*What you have to do:* What follows are records. Restate all of them word for word.

Excerpts of location labeling data

>> BEGIN

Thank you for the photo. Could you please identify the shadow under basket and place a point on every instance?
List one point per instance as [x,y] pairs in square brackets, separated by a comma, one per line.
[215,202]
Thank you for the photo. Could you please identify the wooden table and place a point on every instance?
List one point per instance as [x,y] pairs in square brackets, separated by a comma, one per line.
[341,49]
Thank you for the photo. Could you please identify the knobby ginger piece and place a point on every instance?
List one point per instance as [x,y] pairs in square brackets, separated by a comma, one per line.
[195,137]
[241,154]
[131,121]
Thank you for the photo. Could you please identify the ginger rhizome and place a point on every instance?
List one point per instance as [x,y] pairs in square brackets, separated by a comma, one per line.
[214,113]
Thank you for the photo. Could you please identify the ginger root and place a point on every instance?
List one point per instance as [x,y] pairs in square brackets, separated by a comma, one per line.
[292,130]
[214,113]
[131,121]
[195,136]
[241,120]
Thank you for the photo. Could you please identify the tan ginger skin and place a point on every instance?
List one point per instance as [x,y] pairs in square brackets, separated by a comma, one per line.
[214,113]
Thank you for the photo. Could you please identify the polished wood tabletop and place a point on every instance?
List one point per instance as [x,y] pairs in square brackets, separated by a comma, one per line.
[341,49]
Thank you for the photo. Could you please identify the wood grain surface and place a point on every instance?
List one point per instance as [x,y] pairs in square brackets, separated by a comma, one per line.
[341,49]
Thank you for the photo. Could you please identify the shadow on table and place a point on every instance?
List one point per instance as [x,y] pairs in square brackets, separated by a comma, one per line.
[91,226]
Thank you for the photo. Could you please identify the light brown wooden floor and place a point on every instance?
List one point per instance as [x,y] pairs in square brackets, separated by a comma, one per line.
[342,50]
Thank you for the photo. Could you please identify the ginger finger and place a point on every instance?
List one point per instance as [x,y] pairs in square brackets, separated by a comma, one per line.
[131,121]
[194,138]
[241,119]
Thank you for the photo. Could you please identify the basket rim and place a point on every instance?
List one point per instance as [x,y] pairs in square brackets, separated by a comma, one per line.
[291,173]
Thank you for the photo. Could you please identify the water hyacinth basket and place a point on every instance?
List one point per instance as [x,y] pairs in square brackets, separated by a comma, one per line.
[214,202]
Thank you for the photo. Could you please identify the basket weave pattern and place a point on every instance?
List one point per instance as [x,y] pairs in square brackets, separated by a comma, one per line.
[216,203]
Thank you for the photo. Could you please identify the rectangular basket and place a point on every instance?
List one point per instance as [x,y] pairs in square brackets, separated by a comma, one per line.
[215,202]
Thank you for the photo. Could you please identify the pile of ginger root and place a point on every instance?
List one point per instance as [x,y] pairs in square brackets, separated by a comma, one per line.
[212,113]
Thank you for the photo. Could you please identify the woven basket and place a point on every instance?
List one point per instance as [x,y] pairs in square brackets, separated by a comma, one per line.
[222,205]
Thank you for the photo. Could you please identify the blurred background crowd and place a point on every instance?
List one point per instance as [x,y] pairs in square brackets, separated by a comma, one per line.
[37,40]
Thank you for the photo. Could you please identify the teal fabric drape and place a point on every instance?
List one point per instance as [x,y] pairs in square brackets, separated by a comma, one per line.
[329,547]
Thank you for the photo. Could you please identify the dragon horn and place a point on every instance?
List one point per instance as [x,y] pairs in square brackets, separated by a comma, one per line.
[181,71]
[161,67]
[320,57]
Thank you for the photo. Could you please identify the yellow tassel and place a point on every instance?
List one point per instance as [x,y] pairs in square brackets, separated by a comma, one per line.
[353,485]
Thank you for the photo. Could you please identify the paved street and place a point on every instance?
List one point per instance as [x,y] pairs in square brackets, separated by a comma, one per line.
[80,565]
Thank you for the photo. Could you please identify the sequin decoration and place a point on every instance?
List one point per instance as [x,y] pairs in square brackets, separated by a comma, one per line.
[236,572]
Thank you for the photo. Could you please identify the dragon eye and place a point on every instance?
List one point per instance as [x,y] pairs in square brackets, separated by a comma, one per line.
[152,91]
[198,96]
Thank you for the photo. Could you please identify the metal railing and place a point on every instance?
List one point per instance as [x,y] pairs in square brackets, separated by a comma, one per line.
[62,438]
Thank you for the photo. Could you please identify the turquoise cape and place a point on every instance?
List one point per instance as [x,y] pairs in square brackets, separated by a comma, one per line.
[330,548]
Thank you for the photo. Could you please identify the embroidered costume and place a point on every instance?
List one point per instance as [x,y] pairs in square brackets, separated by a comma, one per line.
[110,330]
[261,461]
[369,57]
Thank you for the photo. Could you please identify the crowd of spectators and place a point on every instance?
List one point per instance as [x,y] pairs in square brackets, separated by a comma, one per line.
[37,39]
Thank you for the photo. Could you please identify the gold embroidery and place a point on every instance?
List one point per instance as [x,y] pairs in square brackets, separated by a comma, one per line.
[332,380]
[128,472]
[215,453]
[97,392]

>> END

*Solved problem:*
Thank you for the photo. Could you please identify the shadow under basket and place a point on every instance?
List one point per instance as [x,y] pairs in square brackets, separated by a comma, one per line.
[215,202]
Thank you for the photo. Could you please identify the wooden table and place a point on every instance?
List one point per instance as [x,y] pairs in square brackets, separated by a comma, one per line.
[341,49]
Thank you for the photo. Could you please identify the knobby ginger piece and place a point on every instance?
List one point per instance as [x,y] pairs in square brackets, separated by a comma, one per line.
[195,137]
[241,154]
[131,121]
Thank you for the photo. Could you please identify the ginger rhizome and place a point on every instance?
List one point per instance as [x,y] pairs in square brackets, separated by a comma, one per line.
[214,113]
Thank you for the photo. Could you please identify the ginger root and place a point on every instance?
List one point per instance as [x,y] pairs in square brackets, separated by a comma, one per line.
[292,130]
[214,113]
[131,121]
[195,136]
[241,120]
Thank you for the photo. Could you please identify the tan ginger skin and place a point on every instance?
List one point per instance as [x,y] pairs in square brackets, separated by a comma, one per line.
[214,113]
Thank you for the photo. Could you please identify the polished wood tabletop and place a point on every instance?
List one point per instance as [x,y] pairs in square brackets, separated by a comma, one per line.
[341,49]
Thank you for the photo. Could you please identify the wood grain surface and place a point on every instance?
List one point per instance as [x,y] pairs in square brackets, separated by a comma, one per line.
[341,49]
Thank you for the photo. Could you please identify the shadow on table and place a point on every instance?
List one point per instance as [x,y] pairs in square brackets, separated by a comma, one per line.
[91,226]
Thank you for the photo. Could you please identify the light brown wooden floor and place a point on every instance?
List one point per instance as [x,y] pairs in square brackets, separated by a comma, one per line.
[342,50]
Thank you for the photo. Could you please identify the ginger finger and place a point on every instance?
List one point per instance as [x,y] pairs in square brackets, separated by a comma, one per line.
[131,121]
[194,138]
[241,119]
Thank you for the photo. Could you please identify the basket rim and place a point on every instance?
List one point per instance as [x,y] pairs in square brackets, separated by a comma, one per line.
[291,173]
Thank you for the photo. Could you please identify the water hyacinth basket and place a point on every instance?
List one point per instance as [x,y] pairs in square brackets, separated by a comma, one per line.
[214,202]
Thank you for the photo. Could you please identify the basket weave pattern and place a point on every instance?
List one point per instance as [x,y] pairs in square brackets, separated by a comma, one per line.
[216,203]
Thank you for the photo. Could you please identify the rectangular basket and place a point on every instance?
List one point per instance as [x,y] pairs in square brackets, separated by a comma, one per line.
[215,202]
Thank you for the photo. Could you please identify the pile of ginger root and place a point on every instance?
List one point per instance as [x,y] pairs in square brackets, separated by a comma, one per line.
[212,113]
Thank you for the photo. Could you please identify the woven basket and place a point on every instance?
List one point per instance as [x,y] pairs in square brackets, separated by a comma, one per line.
[222,205]
Thank you for the photo. Could you please identify the blurred background crowd and place a point on every instance?
List one point per instance as [x,y] pairs in square brackets, separated by a comma, one per line.
[37,40]
Thank you for the photo. Could you please identify the teal fabric drape and place a point on every instance?
List one point per instance as [x,y] pairs in square brackets, separated by a comma, one per line.
[329,547]
Thank you for the photo. Could you please identify the dragon horn and place a point on every instance?
List one point per instance as [x,y] pairs in square brackets, separated by a comma, one per line.
[181,71]
[161,67]
[320,57]
Thank you for the photo. Could you please identify the yellow tassel and place a point on every instance?
List one point per instance as [x,y] pairs in square brackets, separated by a comma, one per line.
[353,485]
Thank you for the photo. Could you please identify the paved street and place a point on every instance?
List one point per instance as [x,y] pairs in square brackets, separated by a comma, one per line.
[80,565]
Thank you for the photo. Could you please identify the sequin decoration and place a point on every instance?
List one point per instance as [x,y] pairs in square brackets, separated by a comma, one per line.
[236,572]
Thank you for the photo. Could you please identify the dragon eye and place a point on every instance?
List one point per instance as [x,y] pairs in square brackets, separated by a comma, one per line.
[152,91]
[198,96]
Thank you for the photo. Could you please identify the metal railing and place a point on every instance?
List one point per instance as [x,y] pairs in square brackets, separated by a comma, one per line.
[62,438]
Thank you for the photo. Could you please identify the turquoise cape and place a point on every instance?
List one point per instance as [x,y] pairs in square brackets, separated by a comma, one per line.
[330,548]
Thank you for the photo. Could you please identify the embroidered costume and place a point on every instance?
List one point per instance as [x,y] pairs in square brackets, separated by a comma, one per line.
[110,330]
[261,461]
[369,57]
Thank you for the photo. Could you please identify the crowd of spectators and place a point on every instance?
List one point per instance as [x,y] pairs in square brackets, separated by a comma, one per line.
[37,39]
Thank you for the photo. Could you please identify the gold embroidery and place a point on every instance?
List one point per instance as [x,y] pairs in square brackets, separated by a comma, one per line.
[332,380]
[128,472]
[215,453]
[97,392]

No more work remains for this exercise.